[Source data]

=====

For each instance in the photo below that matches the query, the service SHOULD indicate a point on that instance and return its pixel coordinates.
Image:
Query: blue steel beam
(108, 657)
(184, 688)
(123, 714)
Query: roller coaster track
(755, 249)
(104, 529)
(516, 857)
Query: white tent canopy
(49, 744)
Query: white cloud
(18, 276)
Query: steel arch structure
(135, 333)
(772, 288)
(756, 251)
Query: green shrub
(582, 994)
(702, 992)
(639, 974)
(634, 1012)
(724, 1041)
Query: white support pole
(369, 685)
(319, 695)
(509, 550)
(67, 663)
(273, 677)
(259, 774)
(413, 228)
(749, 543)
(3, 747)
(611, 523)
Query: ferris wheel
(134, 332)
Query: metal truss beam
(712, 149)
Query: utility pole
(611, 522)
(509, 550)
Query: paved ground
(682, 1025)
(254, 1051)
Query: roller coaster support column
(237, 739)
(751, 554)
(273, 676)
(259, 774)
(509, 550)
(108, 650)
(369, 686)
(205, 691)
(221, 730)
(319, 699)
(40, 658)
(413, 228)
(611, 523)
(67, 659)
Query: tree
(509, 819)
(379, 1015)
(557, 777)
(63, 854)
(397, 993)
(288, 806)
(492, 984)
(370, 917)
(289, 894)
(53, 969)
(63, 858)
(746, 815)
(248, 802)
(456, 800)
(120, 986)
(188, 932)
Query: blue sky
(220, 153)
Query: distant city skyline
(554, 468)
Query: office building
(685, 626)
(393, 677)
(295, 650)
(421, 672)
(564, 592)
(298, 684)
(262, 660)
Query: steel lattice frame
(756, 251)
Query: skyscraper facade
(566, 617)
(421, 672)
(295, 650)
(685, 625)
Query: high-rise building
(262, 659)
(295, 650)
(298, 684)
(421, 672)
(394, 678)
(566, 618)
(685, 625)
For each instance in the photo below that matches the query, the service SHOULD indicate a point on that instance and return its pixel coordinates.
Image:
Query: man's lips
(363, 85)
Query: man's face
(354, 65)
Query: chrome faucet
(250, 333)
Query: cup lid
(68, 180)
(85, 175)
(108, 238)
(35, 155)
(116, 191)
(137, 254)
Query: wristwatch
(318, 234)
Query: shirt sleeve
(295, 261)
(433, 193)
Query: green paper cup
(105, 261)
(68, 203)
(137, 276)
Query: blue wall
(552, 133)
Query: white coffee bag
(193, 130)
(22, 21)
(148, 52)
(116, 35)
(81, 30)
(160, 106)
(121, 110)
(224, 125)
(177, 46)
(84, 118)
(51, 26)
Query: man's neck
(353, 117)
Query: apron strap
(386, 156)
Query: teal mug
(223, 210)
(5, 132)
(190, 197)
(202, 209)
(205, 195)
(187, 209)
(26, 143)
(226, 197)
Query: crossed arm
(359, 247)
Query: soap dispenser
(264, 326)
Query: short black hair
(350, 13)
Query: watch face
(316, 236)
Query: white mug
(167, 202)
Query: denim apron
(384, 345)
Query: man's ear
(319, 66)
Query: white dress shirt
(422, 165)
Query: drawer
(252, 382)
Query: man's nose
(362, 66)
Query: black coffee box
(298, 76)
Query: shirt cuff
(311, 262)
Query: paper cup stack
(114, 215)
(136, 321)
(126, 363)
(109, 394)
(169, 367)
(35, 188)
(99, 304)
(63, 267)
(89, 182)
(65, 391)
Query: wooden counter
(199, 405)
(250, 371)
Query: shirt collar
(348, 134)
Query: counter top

=====

Can you rewrite the entire listing above, swapping "steel" for "iron" everywhere it occurs and leaving everything else unchanged?

> **The output**:
For each instance in the photo below that matches the query, the service SHOULD indicate a point on that instance and return its pixel coordinates.
Image:
Query: blue iron beam
(108, 657)
(184, 688)
(123, 714)
Query: roller coaster track
(755, 249)
(104, 529)
(516, 857)
Query: white tent canopy
(49, 744)
Query: white cloud
(18, 276)
Query: iron arch structure
(135, 333)
(772, 288)
(756, 251)
Query: green shrub
(582, 994)
(702, 992)
(639, 974)
(634, 1012)
(724, 1041)
Query: white support pole
(369, 685)
(319, 695)
(509, 550)
(67, 663)
(273, 677)
(259, 774)
(413, 228)
(749, 543)
(3, 747)
(611, 523)
Query: ferris wheel
(134, 332)
Query: metal truss beam
(712, 149)
Query: utility pole
(611, 522)
(509, 550)
Query: paved ground
(682, 1025)
(254, 1051)
Query: roller coaster support column
(237, 739)
(751, 554)
(273, 676)
(259, 774)
(509, 550)
(108, 650)
(369, 686)
(205, 691)
(221, 730)
(319, 699)
(40, 658)
(413, 228)
(611, 523)
(67, 659)
Query: tree
(509, 819)
(379, 1015)
(557, 777)
(63, 854)
(397, 993)
(288, 806)
(492, 984)
(370, 917)
(289, 894)
(53, 969)
(63, 858)
(746, 815)
(248, 802)
(456, 800)
(120, 986)
(188, 932)
Query: blue sky
(220, 153)
Query: distant city skyline
(554, 468)
Query: office building
(685, 626)
(393, 677)
(295, 650)
(421, 672)
(564, 592)
(298, 684)
(262, 660)
Query: iron lattice frame
(756, 251)
Query: skyscraper facade
(566, 617)
(421, 672)
(295, 650)
(685, 625)
Query: high-rise building
(262, 659)
(295, 650)
(298, 684)
(421, 672)
(394, 678)
(566, 618)
(685, 625)
For each instance in the photo below that matches the query, the service SHOULD indicate a point on that instance and return its pixel coordinates.
Image:
Query: man's lips
(363, 85)
Query: man's face
(354, 65)
Query: chrome faucet
(250, 333)
Query: cup lid
(68, 180)
(85, 175)
(108, 238)
(35, 155)
(116, 191)
(137, 254)
Query: wristwatch
(318, 234)
Query: shirt sleeve
(295, 261)
(433, 193)
Query: green paper cup
(105, 261)
(68, 203)
(137, 276)
Query: blue wall
(552, 133)
Query: white coffee bag
(193, 130)
(22, 21)
(148, 52)
(116, 35)
(81, 30)
(160, 106)
(121, 110)
(224, 125)
(177, 46)
(84, 118)
(51, 26)
Query: man's neck
(353, 117)
Query: apron strap
(386, 156)
Query: teal mug
(223, 210)
(5, 132)
(190, 197)
(202, 209)
(205, 195)
(187, 209)
(26, 143)
(226, 197)
Query: crossed arm
(359, 247)
Query: soap dispenser
(264, 326)
Query: short black hair
(350, 13)
Query: watch face
(316, 236)
Query: white mug
(167, 202)
Query: denim apron
(384, 345)
Query: man's ear
(319, 66)
Query: white dress shirt
(422, 165)
Query: drawer
(252, 382)
Query: man's nose
(362, 66)
Query: black coffee box
(298, 76)
Query: shirt cuff
(311, 262)
Query: paper cup stack
(114, 215)
(136, 321)
(126, 363)
(109, 394)
(169, 367)
(35, 188)
(99, 304)
(63, 267)
(89, 182)
(65, 391)
Query: wooden counter
(199, 405)
(250, 371)
Query: shirt collar
(348, 134)
Query: counter top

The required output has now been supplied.